*The request*
Gather every line of the material below that contains the string "covering", and copy each of those lines unchanged.

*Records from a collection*
= = = = =

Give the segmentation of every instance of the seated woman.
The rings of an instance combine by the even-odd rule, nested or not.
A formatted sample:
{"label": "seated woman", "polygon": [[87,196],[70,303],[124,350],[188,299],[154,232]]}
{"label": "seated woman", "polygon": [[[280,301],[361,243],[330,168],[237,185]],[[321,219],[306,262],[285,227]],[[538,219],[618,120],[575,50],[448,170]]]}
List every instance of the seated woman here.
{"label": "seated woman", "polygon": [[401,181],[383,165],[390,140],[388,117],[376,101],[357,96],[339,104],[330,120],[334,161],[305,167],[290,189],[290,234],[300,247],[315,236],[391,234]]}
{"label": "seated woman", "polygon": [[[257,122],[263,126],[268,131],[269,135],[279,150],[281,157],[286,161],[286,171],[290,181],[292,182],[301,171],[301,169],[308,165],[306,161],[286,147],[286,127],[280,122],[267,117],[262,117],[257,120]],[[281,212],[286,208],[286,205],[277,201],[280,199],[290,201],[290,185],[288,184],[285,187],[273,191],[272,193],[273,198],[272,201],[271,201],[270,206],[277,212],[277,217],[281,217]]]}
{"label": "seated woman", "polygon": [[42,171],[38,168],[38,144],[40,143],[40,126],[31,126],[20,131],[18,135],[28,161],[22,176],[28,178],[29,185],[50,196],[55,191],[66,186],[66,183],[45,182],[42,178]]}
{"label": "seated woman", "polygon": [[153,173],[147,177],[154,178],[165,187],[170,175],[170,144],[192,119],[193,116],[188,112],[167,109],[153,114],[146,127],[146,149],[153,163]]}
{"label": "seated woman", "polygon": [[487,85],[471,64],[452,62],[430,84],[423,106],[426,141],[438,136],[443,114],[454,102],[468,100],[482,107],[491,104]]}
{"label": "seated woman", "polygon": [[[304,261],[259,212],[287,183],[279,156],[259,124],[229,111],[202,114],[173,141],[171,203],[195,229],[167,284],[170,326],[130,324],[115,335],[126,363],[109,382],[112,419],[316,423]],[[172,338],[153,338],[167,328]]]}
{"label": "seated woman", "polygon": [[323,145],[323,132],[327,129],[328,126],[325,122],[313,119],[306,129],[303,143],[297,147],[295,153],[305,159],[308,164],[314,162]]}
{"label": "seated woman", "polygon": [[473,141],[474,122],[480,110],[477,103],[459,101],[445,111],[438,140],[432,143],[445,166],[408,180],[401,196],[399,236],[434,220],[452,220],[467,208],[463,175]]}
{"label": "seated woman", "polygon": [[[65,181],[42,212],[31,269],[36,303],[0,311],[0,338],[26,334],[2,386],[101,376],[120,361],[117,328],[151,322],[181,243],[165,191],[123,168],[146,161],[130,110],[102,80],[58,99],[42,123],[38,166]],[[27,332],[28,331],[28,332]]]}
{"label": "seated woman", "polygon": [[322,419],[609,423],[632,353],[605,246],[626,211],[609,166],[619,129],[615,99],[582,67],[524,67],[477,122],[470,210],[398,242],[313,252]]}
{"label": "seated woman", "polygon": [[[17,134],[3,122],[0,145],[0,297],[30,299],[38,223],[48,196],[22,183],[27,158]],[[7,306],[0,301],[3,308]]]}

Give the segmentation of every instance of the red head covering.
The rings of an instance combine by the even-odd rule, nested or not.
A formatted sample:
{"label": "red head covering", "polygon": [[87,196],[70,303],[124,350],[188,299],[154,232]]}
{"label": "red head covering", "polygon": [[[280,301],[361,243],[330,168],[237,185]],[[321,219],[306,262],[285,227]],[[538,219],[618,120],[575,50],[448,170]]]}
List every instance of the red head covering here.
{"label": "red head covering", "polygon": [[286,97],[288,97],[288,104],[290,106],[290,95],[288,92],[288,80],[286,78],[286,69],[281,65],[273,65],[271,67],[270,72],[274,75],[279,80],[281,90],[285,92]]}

= = = = =

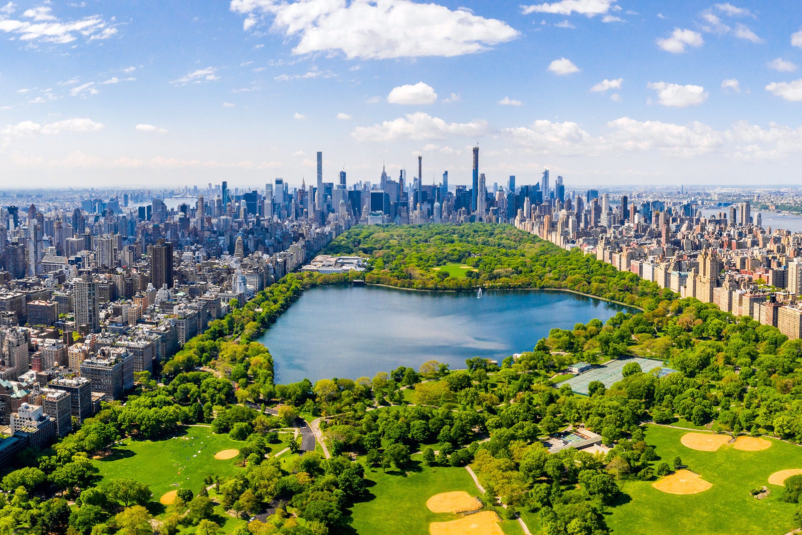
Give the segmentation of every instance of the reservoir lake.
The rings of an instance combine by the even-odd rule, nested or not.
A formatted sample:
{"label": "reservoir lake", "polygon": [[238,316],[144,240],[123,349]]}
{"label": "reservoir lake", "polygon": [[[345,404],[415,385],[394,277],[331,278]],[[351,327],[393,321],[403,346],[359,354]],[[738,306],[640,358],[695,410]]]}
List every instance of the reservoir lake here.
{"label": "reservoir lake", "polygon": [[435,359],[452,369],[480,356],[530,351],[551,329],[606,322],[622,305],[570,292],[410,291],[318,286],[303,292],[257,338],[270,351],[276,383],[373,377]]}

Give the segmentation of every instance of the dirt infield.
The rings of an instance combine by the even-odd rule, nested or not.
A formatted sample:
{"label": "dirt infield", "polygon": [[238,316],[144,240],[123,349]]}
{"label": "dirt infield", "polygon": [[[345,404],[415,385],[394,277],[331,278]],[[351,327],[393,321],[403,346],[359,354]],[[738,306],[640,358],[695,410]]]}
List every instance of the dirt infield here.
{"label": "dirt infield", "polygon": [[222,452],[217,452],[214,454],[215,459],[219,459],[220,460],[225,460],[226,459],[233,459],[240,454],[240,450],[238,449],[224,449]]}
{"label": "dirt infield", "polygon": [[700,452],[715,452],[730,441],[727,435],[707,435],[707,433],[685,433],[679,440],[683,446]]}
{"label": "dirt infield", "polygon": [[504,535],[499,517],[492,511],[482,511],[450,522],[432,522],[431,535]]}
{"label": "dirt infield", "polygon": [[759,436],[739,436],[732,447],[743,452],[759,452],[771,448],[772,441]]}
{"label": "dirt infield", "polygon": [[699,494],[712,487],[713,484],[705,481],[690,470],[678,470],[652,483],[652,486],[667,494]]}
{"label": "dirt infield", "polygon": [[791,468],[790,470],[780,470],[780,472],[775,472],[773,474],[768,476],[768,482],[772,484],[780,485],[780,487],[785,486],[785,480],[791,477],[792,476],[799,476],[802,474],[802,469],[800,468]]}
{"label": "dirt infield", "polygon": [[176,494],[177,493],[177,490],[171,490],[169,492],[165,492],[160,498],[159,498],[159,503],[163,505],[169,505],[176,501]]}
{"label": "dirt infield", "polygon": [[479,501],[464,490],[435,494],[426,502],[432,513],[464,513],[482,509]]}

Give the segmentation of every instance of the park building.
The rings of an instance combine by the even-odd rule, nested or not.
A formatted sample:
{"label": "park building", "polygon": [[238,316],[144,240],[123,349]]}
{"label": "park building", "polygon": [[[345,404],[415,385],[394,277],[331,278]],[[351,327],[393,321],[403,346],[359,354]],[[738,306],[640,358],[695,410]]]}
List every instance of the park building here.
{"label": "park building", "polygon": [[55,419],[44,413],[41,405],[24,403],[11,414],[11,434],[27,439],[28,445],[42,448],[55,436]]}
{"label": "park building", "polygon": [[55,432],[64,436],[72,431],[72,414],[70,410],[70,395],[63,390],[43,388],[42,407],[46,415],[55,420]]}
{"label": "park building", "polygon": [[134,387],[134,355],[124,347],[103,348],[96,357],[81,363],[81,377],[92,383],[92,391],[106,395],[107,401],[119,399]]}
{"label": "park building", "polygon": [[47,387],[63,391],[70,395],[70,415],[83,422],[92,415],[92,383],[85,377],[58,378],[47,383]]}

= = = = =

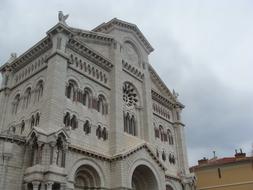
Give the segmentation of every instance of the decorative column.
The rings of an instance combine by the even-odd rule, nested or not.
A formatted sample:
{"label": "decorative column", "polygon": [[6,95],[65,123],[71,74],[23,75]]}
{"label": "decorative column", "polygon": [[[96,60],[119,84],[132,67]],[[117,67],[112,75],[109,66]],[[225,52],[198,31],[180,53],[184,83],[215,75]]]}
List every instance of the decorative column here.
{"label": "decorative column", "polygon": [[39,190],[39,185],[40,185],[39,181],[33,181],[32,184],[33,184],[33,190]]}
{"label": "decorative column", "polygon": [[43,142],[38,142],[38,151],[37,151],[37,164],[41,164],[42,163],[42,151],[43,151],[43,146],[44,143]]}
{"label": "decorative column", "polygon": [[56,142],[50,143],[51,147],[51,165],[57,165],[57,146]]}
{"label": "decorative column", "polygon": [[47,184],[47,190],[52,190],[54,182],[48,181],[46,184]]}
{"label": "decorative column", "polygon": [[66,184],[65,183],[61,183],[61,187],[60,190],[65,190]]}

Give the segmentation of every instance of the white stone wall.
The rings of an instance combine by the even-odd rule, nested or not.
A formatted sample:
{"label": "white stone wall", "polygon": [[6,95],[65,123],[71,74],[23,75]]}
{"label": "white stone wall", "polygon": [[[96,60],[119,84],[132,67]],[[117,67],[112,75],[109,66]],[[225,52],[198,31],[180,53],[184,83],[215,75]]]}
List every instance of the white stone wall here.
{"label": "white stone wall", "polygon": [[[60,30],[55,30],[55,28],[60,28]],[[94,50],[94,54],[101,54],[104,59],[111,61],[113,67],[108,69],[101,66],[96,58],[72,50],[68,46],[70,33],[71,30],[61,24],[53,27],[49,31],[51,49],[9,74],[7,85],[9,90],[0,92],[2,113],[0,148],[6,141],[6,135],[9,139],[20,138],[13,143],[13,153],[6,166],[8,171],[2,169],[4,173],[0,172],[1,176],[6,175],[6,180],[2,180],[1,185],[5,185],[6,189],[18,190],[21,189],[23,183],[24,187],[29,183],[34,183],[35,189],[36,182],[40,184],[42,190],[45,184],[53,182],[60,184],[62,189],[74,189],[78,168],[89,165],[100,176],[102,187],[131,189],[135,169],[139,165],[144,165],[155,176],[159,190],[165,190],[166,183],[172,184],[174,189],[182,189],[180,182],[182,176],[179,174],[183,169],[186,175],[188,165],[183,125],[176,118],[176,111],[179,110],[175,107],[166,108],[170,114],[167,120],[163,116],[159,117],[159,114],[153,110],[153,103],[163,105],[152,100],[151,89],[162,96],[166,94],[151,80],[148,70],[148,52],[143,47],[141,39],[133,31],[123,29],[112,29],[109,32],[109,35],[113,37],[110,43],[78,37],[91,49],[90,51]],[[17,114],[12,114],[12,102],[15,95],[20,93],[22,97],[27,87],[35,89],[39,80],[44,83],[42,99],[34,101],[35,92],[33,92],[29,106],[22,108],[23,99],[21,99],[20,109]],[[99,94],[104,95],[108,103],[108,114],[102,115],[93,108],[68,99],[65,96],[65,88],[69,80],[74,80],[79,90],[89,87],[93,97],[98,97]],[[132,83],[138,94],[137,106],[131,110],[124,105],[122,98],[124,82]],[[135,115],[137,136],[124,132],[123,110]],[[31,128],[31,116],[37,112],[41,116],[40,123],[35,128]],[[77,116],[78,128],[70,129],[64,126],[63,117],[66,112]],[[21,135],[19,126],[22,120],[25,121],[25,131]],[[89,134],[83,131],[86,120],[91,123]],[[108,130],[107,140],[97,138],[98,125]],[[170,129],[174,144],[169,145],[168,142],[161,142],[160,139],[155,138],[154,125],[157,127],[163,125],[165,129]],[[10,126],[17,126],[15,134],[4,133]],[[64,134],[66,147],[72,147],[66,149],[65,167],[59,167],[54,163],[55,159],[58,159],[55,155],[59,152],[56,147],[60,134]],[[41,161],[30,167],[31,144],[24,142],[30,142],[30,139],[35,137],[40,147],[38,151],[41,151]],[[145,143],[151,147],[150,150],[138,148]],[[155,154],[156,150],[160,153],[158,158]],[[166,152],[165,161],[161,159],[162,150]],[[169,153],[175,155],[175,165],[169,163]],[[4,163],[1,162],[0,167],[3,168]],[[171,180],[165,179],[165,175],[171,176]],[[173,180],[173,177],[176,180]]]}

= = = = =

*Answer*
Give the segmentation of every instance of the red head covering.
{"label": "red head covering", "polygon": [[87,196],[70,303],[124,350],[188,299],[154,232]]}
{"label": "red head covering", "polygon": [[[280,301],[361,243],[330,168],[237,185]],[[321,219],[306,262],[285,227]],[[538,219],[618,120],[575,50],[448,170]]]}
List every instance of the red head covering here.
{"label": "red head covering", "polygon": [[286,97],[288,97],[288,104],[290,106],[290,95],[288,92],[288,80],[286,78],[286,69],[281,65],[273,65],[271,67],[270,72],[274,75],[279,80],[281,90],[285,92]]}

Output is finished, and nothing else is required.